** Begin TEXT **

In case it's not clear, I'm funnin' with ya. I hate everyone, not just 'Sotas and scandinavians. 

Hope you have a great visit.

M.


----------



## Dr. Bob (Mar 3, 2002)

Then I think its best we don't meet. I'm 100% Norsk and a 'Sota'n.

eace:


----------



## KEN W (Feb 22, 2002)

Got to be careful here MRN.I think the largest nationality here in ND is Norwegian.I'm a history major and if I remember right Swedes and Norwegians were both Vikings.Course I'm 100% German[second largest nationality here] and they were the scourge of the peaceful Roman Empire.SO we better get along with those long lost Swedish cousins in Minnesota.They can't help it if they are on the wrong side of the Red River.


----------



## muzzy (Mar 21, 2002)

Okay, here is the scoop on the 2002 duck season, just got back from staff meetings. The feds went with the liberal frame work. That means we get the long season and 6 bird daily limit. Most species limits will remain same as last year (5 mallards which only 2 can be hens, mallards, 3 scaup, 2 wood duck, etc.) The only species change is that there will be no canvasback season this year at all, they are still in the crapper. ND season will be open on 9/21/2002 to residents only. This may be one of the big blessings we have had. MN decided to go with the opening date of 9/28/2002. Can you imagine the hoards of people rushing in here to get in on the early opener if we allowed them to. MN has 160,000 waterfowl hunters. How many of them would have wanted to get into two opening weekends?

There will be a youth waterfowl season this year on Sept. 14/15. Goose season also starts on 9/21/2002, the limit on Canadas drops from 5 on the 20th to 3 on the 21st.


----------



## Dean Nelson (Mar 3, 2002)

They better not open goose then!!! If they do we will lose another week of the end of goose season witch will piss me off.


----------



## KEN W (Feb 22, 2002)

The season for large Canadas will open on Sun. Sept 1.It closes on Fri. Sept 20.Regular goose opens on Sept 21.Which means that the youth season will be open during the large canada season.Non-res season will open the following Sat.


----------



## Dean Nelson (Mar 3, 2002)

Talked to the [email protected] today and they said that the goose season will open on the 28th.


----------



## KEN W (Feb 22, 2002)

I don't know Dean...I have the Minot paper in front of me and it says ..."Sept 21 duck and goose season opens for residents only."This is from right from the GNF.Somebody is wrong.


----------



## Dean Nelson (Mar 3, 2002)

Well I can tell you that there guessing because the guys at the game and fish are not sure yet when it will open. They think they will go with the 21st for ducks but goose will still open on the 28th.

** End TEXT **
** Begin SUPPLIED DATA **

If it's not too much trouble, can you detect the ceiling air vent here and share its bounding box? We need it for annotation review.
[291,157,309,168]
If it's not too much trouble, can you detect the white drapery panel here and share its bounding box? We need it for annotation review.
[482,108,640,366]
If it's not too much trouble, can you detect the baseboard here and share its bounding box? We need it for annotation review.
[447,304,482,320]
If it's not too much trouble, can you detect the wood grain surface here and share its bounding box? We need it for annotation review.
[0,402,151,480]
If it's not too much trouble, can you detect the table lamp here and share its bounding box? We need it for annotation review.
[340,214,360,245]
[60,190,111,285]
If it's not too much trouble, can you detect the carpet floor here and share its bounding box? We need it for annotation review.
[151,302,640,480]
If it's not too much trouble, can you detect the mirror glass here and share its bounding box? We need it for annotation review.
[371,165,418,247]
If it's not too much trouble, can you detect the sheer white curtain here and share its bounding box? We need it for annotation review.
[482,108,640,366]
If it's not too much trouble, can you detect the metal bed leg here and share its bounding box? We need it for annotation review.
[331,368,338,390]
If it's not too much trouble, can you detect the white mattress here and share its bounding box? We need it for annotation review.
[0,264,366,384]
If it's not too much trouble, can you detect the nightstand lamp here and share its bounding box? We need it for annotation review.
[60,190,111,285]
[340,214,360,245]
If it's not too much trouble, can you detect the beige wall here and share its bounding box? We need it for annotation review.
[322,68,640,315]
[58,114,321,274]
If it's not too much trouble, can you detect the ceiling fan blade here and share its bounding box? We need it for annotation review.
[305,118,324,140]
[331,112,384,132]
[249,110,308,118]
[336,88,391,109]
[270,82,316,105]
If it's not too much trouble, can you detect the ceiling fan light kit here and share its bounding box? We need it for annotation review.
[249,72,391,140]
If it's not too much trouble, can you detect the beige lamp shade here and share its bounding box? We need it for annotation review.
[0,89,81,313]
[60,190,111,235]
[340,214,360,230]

** End SUPPLIED DATA **

## CHALLENGES
1. From the listing, pick out every line that contains the string "lamp", treating uppercase and lowercase as different.
2. Write the next part of the forum thread about the 2002 North Dakota waterfowl season, picking up after its final post.

## ANSWERS TO THE TASKS
1.
If it's not too much trouble, can you detect the table lamp here and share its bounding box? We need it for annotation review.
If it's not too much trouble, can you detect the nightstand lamp here and share its bounding box? We need it for annotation review.
If it's not too much trouble, can you detect the beige lamp shade here and share its bounding box? We need it for annotation review.

2.
----------



## MRN (Apr 1, 2002)

Thanks Muzzy.

At least there will be a youth season. That's good news. How did that come about? G&F just decided it was the right thing to do? Did we have to trade a future draft pick?

Sure gonna be a good test of duck ID then. "No, not that grey one, take the other grey one, by those last two grey ones." Should be a lot of fun if everyone is careful.

M.


----------



## muzzy (Mar 21, 2002)

We were told at the staff meeting by the chief of the wildlife division that goose season would open on the 21st with the duck season. Unless something has changed since friday, I would assume my information is correct. Not that things haven't changed in the past. They were not sure what to do about the goose season. Because they want to keep hammering resident giant canada geese while they are here. I would think we could all agree that this is more palatable than landowner kill permits. Here is what they decided to do. They are aware of the desire for late season goose hunting along the big lake and river. However, the majority of the state does not have the option of hunting geese late since the rest of the state is frozen over. They decided to keep running the goose season early with the ducks. However to have some late season goose hunting opportunities, they are going to shut down the season for 5 days at the end of the regular duck season. Then they open it back up during the high plains duck season for the remaining time. I didn't write these dates down, so am not exactly sure of the dates in December, but they should come out shortly.


----------



## Dean Nelson (Mar 3, 2002)

You are right on that thay will open it on the 21 close it for five days then let it run till the 21 of dec.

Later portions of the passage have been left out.